SUPPLIED ENTRIES below:
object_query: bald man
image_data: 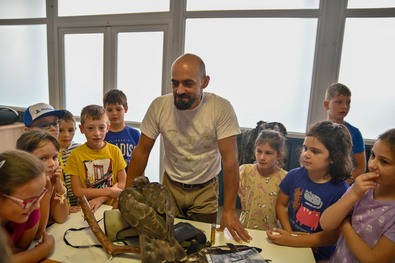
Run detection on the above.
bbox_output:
[126,53,251,242]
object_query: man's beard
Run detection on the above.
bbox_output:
[174,95,196,110]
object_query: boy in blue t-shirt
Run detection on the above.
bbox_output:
[103,89,141,173]
[324,82,366,182]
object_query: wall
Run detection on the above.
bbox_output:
[0,123,25,152]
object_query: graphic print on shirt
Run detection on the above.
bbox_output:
[83,158,113,188]
[107,138,136,161]
[294,189,322,231]
[293,187,303,211]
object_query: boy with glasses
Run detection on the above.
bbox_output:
[23,102,65,138]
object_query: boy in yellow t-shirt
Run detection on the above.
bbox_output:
[64,105,126,212]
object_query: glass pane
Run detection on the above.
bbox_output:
[185,18,317,133]
[0,25,48,106]
[187,0,319,11]
[64,33,104,115]
[117,31,163,122]
[117,31,164,182]
[58,0,169,17]
[348,0,395,8]
[72,122,86,147]
[0,0,45,19]
[339,18,395,139]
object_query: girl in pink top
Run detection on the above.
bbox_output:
[321,128,395,262]
[0,150,54,263]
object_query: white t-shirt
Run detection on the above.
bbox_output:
[141,92,240,184]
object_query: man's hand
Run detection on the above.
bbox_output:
[217,209,251,243]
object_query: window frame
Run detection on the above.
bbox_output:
[1,0,394,140]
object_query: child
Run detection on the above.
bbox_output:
[16,131,69,239]
[324,83,366,181]
[103,89,141,172]
[320,128,395,262]
[0,220,12,263]
[23,102,65,139]
[0,150,55,262]
[58,110,81,212]
[238,128,288,231]
[266,121,352,262]
[64,104,126,212]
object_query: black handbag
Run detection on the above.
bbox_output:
[0,107,19,125]
[174,221,209,254]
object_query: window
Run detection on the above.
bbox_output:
[187,0,319,11]
[339,18,395,139]
[62,29,164,182]
[1,0,394,143]
[185,18,317,132]
[58,0,170,16]
[117,31,164,122]
[0,25,48,106]
[348,0,395,8]
[0,0,45,19]
[64,33,104,114]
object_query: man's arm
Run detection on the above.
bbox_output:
[126,133,155,188]
[217,135,251,243]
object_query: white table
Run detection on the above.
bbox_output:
[45,205,315,263]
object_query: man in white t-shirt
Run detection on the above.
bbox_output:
[126,53,251,243]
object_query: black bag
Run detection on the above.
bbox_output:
[174,222,209,254]
[0,107,19,125]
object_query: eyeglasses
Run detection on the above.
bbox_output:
[29,121,59,130]
[1,188,48,209]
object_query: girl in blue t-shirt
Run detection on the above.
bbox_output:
[266,121,353,262]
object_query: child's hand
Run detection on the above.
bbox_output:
[266,228,293,245]
[88,197,106,213]
[51,166,64,188]
[45,175,52,190]
[112,199,119,209]
[36,232,55,256]
[351,172,378,200]
[109,183,123,198]
[69,206,81,213]
[50,166,62,184]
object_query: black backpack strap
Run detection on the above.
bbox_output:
[63,225,103,249]
[63,218,129,249]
End of SUPPLIED ENTRIES.
WHAT IS REQUIRED: Filter the entries above down to the lines that contain "child".

FINAL ANSWER:
object_query: child
object_query: child's hand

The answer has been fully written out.